◆ What the task asks:
Read the lines below. Copy out any that hold the string "provide".

⁂

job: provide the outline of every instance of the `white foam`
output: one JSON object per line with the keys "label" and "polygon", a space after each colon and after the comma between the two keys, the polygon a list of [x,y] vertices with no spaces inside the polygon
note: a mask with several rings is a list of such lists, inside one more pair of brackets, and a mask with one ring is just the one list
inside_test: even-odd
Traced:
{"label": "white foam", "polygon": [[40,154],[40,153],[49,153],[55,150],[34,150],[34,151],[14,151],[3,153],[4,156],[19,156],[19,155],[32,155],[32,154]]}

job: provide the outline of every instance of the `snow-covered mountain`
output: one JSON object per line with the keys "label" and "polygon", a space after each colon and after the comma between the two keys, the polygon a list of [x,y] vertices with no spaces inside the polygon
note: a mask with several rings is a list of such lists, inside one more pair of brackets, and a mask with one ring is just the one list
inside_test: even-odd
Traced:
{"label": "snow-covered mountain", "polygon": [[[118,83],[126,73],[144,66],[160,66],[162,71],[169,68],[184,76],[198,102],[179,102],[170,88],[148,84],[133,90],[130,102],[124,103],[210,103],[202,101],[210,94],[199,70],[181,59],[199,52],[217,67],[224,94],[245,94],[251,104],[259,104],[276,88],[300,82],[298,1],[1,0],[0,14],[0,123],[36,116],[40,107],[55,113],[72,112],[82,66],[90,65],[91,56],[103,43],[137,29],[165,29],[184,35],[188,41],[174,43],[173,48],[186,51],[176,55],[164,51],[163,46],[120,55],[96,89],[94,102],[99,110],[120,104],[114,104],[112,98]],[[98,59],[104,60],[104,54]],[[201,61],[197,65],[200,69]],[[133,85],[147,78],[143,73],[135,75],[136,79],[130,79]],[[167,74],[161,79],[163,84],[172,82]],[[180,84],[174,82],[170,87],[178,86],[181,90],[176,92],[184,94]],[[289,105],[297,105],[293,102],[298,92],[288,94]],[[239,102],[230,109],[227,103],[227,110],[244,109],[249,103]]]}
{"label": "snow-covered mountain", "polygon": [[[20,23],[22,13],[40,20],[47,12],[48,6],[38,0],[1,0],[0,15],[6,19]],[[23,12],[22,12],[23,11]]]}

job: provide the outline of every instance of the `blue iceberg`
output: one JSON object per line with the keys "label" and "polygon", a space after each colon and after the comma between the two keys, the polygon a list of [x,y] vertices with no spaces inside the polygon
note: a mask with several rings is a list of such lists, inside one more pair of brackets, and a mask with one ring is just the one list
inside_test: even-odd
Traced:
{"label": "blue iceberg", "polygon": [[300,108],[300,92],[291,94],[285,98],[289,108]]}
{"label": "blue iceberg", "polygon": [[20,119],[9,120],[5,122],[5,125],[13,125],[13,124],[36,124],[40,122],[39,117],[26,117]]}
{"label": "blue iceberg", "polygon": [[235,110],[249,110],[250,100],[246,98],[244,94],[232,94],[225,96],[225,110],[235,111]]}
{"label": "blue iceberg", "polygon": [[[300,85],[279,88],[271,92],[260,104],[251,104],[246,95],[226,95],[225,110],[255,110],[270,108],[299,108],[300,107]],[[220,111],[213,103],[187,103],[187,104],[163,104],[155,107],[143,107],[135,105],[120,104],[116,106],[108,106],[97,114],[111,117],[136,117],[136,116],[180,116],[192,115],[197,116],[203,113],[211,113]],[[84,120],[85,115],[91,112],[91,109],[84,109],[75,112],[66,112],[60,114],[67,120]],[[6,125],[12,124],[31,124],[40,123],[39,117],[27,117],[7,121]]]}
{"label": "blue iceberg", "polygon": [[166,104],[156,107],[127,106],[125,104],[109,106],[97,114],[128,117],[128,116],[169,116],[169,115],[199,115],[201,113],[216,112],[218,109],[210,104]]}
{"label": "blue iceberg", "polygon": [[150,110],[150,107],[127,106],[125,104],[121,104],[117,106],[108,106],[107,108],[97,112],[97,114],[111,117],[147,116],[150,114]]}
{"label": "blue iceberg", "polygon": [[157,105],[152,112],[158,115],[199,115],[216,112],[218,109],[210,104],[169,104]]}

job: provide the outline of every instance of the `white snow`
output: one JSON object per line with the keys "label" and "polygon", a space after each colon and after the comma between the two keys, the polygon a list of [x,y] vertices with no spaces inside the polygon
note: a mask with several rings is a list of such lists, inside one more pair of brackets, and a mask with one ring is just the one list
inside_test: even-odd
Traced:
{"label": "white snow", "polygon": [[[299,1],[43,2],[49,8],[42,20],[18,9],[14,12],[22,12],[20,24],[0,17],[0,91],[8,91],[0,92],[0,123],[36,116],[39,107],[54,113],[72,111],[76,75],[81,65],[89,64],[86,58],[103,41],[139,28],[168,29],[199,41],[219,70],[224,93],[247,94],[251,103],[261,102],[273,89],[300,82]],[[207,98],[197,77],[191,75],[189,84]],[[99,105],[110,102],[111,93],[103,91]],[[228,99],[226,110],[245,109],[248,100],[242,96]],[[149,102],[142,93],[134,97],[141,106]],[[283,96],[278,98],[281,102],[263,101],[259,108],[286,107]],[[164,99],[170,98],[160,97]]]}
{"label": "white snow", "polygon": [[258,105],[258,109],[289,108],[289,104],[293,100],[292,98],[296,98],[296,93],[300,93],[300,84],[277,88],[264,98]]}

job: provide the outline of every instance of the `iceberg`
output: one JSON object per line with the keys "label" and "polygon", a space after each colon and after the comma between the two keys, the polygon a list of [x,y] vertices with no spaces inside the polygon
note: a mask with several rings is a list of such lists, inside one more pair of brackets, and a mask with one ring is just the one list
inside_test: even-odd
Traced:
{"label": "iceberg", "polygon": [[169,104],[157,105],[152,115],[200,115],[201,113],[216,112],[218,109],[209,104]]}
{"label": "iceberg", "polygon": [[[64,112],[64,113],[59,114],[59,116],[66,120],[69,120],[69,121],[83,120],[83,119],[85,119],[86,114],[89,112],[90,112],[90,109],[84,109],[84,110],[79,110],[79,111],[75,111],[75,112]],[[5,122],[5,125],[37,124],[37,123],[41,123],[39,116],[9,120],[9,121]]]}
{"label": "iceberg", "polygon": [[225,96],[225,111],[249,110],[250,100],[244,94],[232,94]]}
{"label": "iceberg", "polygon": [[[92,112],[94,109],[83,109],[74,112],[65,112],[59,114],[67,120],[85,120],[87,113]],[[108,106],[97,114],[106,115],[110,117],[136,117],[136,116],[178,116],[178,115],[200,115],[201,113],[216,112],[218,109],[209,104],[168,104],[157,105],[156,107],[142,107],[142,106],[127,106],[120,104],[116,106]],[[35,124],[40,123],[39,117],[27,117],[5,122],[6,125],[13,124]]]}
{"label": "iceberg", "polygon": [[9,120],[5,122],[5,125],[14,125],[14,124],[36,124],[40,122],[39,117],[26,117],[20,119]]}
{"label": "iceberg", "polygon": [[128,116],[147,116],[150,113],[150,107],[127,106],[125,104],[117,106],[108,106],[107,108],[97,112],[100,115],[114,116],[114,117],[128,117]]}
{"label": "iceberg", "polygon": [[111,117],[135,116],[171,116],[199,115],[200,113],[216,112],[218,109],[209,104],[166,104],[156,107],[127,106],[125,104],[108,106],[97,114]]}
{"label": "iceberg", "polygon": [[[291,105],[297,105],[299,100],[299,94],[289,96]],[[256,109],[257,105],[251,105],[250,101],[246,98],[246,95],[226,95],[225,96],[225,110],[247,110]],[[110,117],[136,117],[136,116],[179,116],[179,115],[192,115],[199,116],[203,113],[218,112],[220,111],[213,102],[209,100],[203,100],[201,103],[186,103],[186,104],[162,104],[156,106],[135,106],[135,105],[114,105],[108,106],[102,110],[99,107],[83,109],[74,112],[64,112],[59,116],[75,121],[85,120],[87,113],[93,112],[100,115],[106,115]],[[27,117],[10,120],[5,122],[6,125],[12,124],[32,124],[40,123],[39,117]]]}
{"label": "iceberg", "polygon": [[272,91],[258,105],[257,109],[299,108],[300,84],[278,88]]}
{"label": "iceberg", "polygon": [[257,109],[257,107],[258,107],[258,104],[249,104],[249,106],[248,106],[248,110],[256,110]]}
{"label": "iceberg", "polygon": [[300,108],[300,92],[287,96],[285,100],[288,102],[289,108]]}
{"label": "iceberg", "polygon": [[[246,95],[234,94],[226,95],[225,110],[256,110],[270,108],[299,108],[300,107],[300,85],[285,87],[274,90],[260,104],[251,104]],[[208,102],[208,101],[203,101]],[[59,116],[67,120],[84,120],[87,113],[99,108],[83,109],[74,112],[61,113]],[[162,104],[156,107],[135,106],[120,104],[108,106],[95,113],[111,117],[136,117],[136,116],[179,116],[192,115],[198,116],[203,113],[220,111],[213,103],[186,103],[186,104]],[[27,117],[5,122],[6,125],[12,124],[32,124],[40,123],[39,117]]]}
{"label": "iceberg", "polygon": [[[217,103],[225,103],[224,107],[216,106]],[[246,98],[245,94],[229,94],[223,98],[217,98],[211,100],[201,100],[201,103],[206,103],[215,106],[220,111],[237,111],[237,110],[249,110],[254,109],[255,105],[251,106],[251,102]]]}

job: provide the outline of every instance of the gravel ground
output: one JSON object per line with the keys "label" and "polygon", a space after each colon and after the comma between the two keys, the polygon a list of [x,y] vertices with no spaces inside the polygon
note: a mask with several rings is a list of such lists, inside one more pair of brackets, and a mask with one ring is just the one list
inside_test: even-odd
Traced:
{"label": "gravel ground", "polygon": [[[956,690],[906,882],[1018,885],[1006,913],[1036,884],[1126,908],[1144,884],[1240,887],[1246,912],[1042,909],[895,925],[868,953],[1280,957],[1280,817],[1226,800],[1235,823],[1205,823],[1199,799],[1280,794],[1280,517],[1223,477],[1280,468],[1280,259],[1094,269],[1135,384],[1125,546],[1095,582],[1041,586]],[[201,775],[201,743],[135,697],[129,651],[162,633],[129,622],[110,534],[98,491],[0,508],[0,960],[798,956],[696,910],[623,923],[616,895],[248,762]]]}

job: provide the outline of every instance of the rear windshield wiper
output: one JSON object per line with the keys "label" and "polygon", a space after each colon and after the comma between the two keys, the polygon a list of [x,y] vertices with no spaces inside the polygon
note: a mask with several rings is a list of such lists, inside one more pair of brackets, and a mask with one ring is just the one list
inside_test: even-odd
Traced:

⁂

◆ Answer to the problem:
job: provide the outline of every instance of the `white foam`
job: provide the outline of every instance of the `snow-covered mountain`
job: provide the outline of every instance of the `blue iceberg`
job: provide the outline of every instance of the `white snow`
job: provide the outline of every instance of the `iceberg`
job: provide the outline of every instance of the gravel ground
job: provide the outline of every instance of the rear windshield wiper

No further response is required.